What you have to do:
Render every item below as a two-column CSV with the headers "instruction" and "points," one row per item. Put the item's text and its answer each in a single quoted field with line breaks replaced by spaces, and omit the pictures.

Data shown:
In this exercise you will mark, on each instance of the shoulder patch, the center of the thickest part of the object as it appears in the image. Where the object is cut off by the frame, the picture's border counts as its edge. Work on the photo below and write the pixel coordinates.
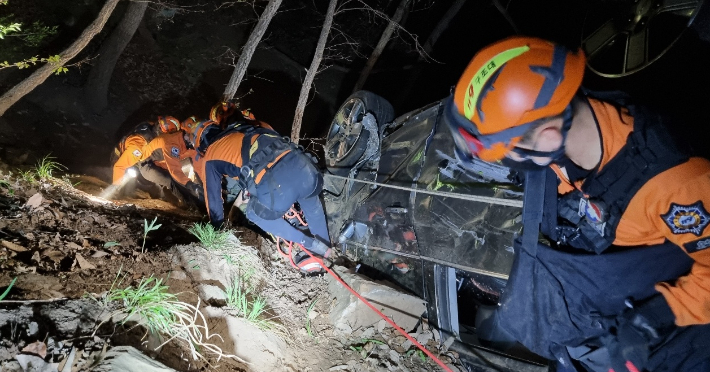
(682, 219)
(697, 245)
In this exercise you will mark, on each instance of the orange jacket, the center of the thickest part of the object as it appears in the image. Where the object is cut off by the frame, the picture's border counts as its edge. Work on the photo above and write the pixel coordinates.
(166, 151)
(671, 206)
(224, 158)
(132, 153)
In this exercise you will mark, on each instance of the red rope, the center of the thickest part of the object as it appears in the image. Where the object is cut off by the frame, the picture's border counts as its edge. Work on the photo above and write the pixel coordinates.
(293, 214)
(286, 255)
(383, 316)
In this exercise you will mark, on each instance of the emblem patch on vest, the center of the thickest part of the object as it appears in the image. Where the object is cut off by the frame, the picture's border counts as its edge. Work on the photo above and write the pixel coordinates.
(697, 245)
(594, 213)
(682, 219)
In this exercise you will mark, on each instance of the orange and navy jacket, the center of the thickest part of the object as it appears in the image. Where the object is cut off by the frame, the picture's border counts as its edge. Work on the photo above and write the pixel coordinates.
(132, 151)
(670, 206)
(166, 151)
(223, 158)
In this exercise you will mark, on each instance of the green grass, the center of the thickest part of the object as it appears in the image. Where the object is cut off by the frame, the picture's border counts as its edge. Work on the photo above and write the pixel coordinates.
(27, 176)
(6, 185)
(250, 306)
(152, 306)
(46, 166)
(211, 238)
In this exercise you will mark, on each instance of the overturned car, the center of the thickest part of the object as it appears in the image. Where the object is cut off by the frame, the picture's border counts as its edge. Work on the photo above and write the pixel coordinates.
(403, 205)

Answer:
instruction,points
"In this exercise you will mark, on each instance of the shoulder patch, the center of the thickest part of the object as it appears in the image. Where the object is cut off by the frame, the picture's border counts as its edge. Work on the photo below and write the pixel coordinates.","(682, 219) (697, 245)"
"In this exercise you will mark, on each instance of the orange jacket, the center of the thickest part of the object as it appears in the image. Where the object is cut off by the frame, the picture's border counts as its edge. Work on the photo above and write the pixel coordinates.","(166, 151) (671, 206) (224, 158) (132, 153)"
"In this exercise you will mark, on each instance of the red rope, the center of the thickest part of the object as it appears in the image. Where the object is cut off by the frame, the picture's border counts as its edge. Work on the photo above and write the pixel coordinates.","(293, 214) (286, 255) (383, 316)"
"In this exercise you will mark, on each instance of the emblem patch on vest, the center of the thickest part of the object as it appears in the image. Where the object is cut off by the frame, the picture's border counts as its edge. Work on the photo above and write the pixel coordinates.","(697, 245) (594, 213) (682, 219)"
"In this exercise you will mark, on each instance of the orange and navy jacket, the center of the thickest part of the object as it appears in the image. Where the object is cut off by the frame, the picture's border counts as its edge. Work on the photo above and write the pixel coordinates.","(132, 151) (670, 206) (166, 151) (223, 158)"
"In this exercise you will mark, on each instance of the green grass, the center of the thickest part of the object as it appears in the image. Where the object is cut off by the frame, the picture's border counts as its edge. Work on the photo above and write the pixel coordinates.","(27, 176) (6, 185) (250, 306) (152, 306) (46, 166) (211, 238)"
"In this exercise you will mark, on each instance of the overturned car, the center of the thickest part of the object as it appears in the image. Where the object is cut off by the frame, the picture's border counts as its edge. Work on the photo above and write the pixel coordinates.","(403, 205)"